• Material shown
[start]

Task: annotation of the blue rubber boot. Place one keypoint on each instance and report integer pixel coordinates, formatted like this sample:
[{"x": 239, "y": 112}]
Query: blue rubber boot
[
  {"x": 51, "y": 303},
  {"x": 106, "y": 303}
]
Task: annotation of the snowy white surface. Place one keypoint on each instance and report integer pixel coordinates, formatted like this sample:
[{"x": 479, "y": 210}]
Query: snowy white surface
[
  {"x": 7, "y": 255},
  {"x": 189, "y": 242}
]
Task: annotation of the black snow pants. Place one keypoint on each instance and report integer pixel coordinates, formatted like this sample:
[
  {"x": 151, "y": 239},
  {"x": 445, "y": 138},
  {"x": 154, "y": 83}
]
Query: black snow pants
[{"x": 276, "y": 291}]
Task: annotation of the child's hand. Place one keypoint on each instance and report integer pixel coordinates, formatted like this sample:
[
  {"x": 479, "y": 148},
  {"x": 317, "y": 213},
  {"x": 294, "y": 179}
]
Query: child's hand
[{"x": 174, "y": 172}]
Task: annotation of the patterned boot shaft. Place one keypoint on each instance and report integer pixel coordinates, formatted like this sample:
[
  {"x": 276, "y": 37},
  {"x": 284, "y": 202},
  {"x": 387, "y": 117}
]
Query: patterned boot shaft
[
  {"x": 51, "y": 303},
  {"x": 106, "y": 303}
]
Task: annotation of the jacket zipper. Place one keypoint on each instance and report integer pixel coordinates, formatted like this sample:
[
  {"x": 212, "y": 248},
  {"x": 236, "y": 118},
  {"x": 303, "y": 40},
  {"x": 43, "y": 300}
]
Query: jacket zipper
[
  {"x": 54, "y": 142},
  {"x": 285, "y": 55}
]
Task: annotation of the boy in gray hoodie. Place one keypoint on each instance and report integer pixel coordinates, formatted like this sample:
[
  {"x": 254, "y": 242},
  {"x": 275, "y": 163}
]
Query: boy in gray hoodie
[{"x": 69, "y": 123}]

[end]

• Aim
Extract the full set of entries word for word.

• Result of this task
Task: annotation of the blue rubber boot. Place one keypoint on each instance and report integer pixel coordinates, formatted like this sample:
[{"x": 239, "y": 112}]
Query: blue rubber boot
[
  {"x": 51, "y": 303},
  {"x": 106, "y": 303}
]
Task: annotation of the snowy white surface. Place one keypoint on each instance and report integer pixel coordinates, formatted like this sample:
[{"x": 479, "y": 210}]
Query: snowy white surface
[
  {"x": 7, "y": 255},
  {"x": 189, "y": 242}
]
Task: annotation of the black snow pants. Place one keypoint on each instance and report integer pixel coordinates, formatted like this sample:
[
  {"x": 151, "y": 239},
  {"x": 445, "y": 138},
  {"x": 154, "y": 83}
]
Query: black snow pants
[{"x": 276, "y": 291}]
Task: annotation of the child's hand. Place one keypoint on each instance and report integer pixel coordinates, formatted like this sample:
[
  {"x": 479, "y": 148},
  {"x": 317, "y": 213},
  {"x": 294, "y": 179}
]
Query: child's hand
[{"x": 174, "y": 172}]
Task: annotation of the patterned boot shaft. Place one keypoint on each instance and report integer pixel coordinates, formatted like this sample:
[
  {"x": 276, "y": 37},
  {"x": 284, "y": 202},
  {"x": 387, "y": 117}
]
Query: patterned boot shaft
[
  {"x": 51, "y": 303},
  {"x": 106, "y": 303}
]
Task: annotation of the jacket zipper. Place one keypoint on each instance and report integer pixel coordinates, formatted like this sample:
[
  {"x": 212, "y": 248},
  {"x": 236, "y": 118},
  {"x": 303, "y": 40},
  {"x": 43, "y": 300}
]
Query: jacket zipper
[
  {"x": 54, "y": 142},
  {"x": 285, "y": 55}
]
Task: annotation of the boy in gray hoodie. Place one keypoint on each instance and report integer pixel coordinates, formatted like this sample:
[
  {"x": 254, "y": 242},
  {"x": 275, "y": 163}
]
Query: boy in gray hoodie
[{"x": 69, "y": 123}]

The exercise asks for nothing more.